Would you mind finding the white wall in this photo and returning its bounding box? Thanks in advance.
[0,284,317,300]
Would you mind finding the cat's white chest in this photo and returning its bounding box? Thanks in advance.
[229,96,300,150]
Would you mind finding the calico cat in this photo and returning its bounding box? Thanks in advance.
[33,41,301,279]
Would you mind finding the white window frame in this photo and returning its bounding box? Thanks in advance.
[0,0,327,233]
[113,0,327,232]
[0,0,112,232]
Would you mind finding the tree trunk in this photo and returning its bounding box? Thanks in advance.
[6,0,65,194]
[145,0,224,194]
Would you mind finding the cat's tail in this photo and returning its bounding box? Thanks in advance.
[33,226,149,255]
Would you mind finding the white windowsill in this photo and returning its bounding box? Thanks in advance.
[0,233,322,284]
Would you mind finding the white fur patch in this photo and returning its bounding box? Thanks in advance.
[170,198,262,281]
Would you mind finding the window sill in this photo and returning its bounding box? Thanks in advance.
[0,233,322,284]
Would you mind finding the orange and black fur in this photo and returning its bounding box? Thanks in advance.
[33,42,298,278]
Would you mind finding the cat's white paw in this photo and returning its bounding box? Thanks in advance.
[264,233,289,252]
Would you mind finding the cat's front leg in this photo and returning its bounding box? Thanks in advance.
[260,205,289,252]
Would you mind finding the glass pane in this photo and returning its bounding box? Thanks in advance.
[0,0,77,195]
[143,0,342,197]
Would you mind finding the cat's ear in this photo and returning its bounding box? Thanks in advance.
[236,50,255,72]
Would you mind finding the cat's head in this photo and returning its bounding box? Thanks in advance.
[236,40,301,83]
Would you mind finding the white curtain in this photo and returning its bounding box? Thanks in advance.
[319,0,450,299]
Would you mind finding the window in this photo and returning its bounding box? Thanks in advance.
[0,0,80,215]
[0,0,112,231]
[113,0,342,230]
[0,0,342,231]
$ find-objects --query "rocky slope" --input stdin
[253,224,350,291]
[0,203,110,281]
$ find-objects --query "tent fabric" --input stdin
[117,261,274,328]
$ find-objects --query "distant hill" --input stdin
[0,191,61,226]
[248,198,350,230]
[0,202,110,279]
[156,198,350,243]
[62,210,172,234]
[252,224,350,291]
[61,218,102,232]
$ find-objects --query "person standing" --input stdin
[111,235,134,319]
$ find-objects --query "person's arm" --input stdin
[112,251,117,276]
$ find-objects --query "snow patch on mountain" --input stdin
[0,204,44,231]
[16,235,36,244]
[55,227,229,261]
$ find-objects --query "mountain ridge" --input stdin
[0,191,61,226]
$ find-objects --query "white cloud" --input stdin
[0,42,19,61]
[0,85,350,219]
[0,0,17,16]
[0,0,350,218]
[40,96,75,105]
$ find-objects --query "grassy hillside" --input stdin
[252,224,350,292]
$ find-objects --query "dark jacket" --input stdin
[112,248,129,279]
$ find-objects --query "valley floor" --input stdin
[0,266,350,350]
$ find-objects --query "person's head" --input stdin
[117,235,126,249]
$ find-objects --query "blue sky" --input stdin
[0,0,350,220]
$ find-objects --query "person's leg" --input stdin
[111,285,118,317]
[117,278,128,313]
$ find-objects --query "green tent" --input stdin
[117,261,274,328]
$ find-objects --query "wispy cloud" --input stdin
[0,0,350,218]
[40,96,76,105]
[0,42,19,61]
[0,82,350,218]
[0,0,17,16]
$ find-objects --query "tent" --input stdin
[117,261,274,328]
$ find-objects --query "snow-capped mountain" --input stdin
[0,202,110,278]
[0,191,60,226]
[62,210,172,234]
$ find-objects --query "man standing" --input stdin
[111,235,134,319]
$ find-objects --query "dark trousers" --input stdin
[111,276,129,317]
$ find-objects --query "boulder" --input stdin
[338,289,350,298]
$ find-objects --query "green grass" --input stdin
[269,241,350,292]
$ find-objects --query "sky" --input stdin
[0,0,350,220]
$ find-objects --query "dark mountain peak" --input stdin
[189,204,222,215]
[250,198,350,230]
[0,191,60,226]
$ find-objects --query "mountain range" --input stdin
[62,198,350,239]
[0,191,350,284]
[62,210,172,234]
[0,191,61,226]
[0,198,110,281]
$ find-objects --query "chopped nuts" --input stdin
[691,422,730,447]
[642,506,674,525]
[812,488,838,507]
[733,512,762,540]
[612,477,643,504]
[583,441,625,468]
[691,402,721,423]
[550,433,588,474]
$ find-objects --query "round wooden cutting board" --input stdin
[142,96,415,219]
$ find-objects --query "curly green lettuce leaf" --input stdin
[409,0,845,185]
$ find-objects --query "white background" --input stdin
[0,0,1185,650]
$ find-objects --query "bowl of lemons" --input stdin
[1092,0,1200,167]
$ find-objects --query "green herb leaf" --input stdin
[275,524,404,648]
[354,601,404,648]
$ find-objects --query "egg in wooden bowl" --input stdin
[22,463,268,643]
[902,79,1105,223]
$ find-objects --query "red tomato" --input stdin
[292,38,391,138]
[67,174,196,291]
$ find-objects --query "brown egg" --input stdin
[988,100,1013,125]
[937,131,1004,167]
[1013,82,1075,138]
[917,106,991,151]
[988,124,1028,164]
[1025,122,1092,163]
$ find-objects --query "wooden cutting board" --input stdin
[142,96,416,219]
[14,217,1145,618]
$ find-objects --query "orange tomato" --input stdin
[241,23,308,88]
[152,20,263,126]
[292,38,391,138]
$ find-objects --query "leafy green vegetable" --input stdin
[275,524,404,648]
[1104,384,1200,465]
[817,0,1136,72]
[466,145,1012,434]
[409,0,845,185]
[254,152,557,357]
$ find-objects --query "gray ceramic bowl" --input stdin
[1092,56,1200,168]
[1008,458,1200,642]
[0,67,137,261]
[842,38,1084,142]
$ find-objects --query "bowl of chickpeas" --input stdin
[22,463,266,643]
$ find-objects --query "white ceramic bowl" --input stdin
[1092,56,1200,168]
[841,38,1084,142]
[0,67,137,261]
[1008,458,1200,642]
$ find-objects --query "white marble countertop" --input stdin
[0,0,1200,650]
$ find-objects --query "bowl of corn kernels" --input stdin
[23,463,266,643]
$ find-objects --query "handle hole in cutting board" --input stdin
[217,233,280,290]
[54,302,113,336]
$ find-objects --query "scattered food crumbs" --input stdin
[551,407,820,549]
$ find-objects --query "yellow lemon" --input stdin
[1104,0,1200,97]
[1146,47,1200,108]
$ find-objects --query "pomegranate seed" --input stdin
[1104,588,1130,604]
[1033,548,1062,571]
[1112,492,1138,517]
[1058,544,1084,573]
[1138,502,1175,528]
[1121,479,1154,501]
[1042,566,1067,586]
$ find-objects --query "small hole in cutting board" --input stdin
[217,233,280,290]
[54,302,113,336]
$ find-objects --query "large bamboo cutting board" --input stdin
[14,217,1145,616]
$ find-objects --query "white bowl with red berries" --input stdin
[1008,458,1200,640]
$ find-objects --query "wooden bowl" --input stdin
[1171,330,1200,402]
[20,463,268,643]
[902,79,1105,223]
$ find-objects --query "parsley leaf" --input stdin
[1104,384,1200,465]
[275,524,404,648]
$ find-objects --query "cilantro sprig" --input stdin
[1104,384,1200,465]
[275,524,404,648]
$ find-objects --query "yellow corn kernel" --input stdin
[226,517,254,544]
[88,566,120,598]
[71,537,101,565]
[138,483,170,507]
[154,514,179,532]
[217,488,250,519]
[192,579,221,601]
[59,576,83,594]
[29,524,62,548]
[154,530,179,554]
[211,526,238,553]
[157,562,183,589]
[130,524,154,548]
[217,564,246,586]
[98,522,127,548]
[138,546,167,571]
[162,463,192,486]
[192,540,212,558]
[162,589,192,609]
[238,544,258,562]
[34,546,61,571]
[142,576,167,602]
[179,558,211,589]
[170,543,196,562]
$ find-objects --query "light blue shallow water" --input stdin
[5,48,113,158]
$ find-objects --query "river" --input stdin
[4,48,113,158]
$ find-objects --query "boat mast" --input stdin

- **課題**
エントリの先頭から「[229,96,300,150]」を含む行まで（両端を含む）を、依頼文も含めてすべて書き出すこと。その際、回答中のバウンディングボックスの座標値をそれぞれ1.65倍して整数に丸め（端数が0.5ちょうどなら切り上げ）、この範囲の行だけを出力すること。

- **回答**
Would you mind finding the white wall in this photo and returning its bounding box? Thanks in advance.
[0,469,523,495]
Would you mind finding the cat's white chest in this photo and returning its bounding box? Thanks in advance.
[378,158,495,248]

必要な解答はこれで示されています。